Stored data
--- Begin ---

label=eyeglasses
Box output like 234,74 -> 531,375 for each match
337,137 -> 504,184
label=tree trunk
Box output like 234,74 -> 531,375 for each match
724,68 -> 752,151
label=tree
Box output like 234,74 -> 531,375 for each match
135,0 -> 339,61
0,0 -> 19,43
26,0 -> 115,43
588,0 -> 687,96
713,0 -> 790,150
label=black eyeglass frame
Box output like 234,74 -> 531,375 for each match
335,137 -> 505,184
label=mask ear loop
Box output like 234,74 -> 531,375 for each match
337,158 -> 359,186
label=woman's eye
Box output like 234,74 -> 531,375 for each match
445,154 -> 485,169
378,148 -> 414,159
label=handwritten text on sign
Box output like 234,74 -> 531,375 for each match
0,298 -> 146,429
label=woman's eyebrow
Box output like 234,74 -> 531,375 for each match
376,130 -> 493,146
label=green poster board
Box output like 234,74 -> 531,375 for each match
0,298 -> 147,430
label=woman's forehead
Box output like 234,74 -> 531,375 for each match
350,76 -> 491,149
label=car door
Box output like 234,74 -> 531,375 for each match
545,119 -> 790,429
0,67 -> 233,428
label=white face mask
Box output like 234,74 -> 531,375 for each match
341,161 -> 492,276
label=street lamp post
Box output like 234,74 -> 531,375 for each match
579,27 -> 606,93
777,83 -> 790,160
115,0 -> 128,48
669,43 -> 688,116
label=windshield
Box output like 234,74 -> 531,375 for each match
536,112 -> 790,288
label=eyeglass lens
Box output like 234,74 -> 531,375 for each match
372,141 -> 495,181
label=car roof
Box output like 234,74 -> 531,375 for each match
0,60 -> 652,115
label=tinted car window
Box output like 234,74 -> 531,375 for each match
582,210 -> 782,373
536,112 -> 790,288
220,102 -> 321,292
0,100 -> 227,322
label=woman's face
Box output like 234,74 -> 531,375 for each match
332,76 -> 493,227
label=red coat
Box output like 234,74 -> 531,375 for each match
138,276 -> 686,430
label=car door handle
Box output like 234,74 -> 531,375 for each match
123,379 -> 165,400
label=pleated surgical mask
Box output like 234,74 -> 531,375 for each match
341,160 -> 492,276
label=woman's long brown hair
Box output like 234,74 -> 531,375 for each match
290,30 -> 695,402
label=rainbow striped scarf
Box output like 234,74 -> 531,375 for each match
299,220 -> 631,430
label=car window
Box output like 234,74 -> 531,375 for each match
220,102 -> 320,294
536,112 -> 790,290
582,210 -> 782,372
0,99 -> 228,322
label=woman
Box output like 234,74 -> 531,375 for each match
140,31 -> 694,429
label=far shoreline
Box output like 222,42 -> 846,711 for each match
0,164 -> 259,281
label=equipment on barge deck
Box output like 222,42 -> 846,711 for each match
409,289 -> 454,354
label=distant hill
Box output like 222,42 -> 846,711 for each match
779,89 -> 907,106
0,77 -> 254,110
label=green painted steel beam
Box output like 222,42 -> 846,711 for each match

--- End ---

Rewrite all of the material above, changing every "woman's" to "person's" and keeping everything else unchanged.

== COMPLETED EXERCISE ==
label=eyeglasses
Box output like 234,74 -> 531,375 for each match
337,137 -> 504,184
label=tree trunk
Box output like 234,74 -> 531,375 for each match
724,68 -> 752,151
label=tree
Box output like 234,74 -> 531,375 for each match
135,0 -> 339,61
0,0 -> 19,43
26,0 -> 115,43
588,0 -> 687,96
713,0 -> 790,150
label=black eyeglass frame
Box output like 234,74 -> 531,375 for each match
335,137 -> 505,184
label=mask ear loop
Box output like 234,74 -> 531,375 for each match
337,158 -> 359,186
label=person's eye
Box output like 234,74 -> 531,375 for each match
445,154 -> 485,169
378,148 -> 414,159
label=handwritten text on sign
Box output like 234,74 -> 531,375 for each match
0,298 -> 146,429
label=person's eyebrow
Box output like 234,74 -> 531,375 for each match
376,130 -> 493,146
label=green poster board
Box output like 234,74 -> 531,375 for each match
0,298 -> 147,430
label=person's forehead
Box output like 234,74 -> 531,375 for each match
350,76 -> 491,149
label=car door
Box output like 234,74 -> 531,375 for each match
545,119 -> 790,429
0,67 -> 233,428
label=white face mask
Box output like 234,74 -> 531,375 for each match
341,161 -> 492,276
label=street lamp post
Box output like 234,74 -> 531,375 for each match
579,27 -> 606,93
777,83 -> 790,160
115,0 -> 128,48
669,43 -> 688,116
label=windshield
Box output like 234,74 -> 531,375 for each match
536,112 -> 790,288
label=eyeglass lens
Box output like 234,74 -> 531,375 for each match
372,141 -> 495,181
label=car roof
Box output like 234,74 -> 531,375 for each match
0,60 -> 652,115
label=tinted car window
Box output like 234,74 -> 531,375 for each match
582,210 -> 782,373
536,112 -> 790,288
220,102 -> 321,292
0,100 -> 227,322
label=person's face
Box output like 234,74 -> 531,375 for each match
332,76 -> 493,227
label=red coat
Box output like 234,74 -> 531,375 for each match
138,276 -> 686,430
label=car door handle
Box output like 234,74 -> 531,375 for each match
123,379 -> 165,400
label=pleated surgical mask
Box output like 234,74 -> 531,375 for each match
341,160 -> 492,276
label=person's long brown hair
Box output like 234,74 -> 531,375 for each match
290,30 -> 695,402
label=rainbow striped scarf
Box output like 234,74 -> 531,375 for each match
299,220 -> 631,430
label=car window
Box output like 234,74 -> 531,375 for each match
220,102 -> 320,294
536,112 -> 790,290
582,210 -> 782,372
0,99 -> 228,322
label=woman
Box output like 234,74 -> 531,375 for each match
140,31 -> 694,429
label=far shoreline
Box output like 222,42 -> 846,711 for each match
0,164 -> 259,281
label=equipment on barge deck
Box output like 222,42 -> 846,711 for each match
409,289 -> 454,354
label=distant hill
Box output like 222,42 -> 846,711 for each match
779,89 -> 907,106
0,77 -> 254,110
label=green painted steel beam
Box output like 222,42 -> 846,711 for each match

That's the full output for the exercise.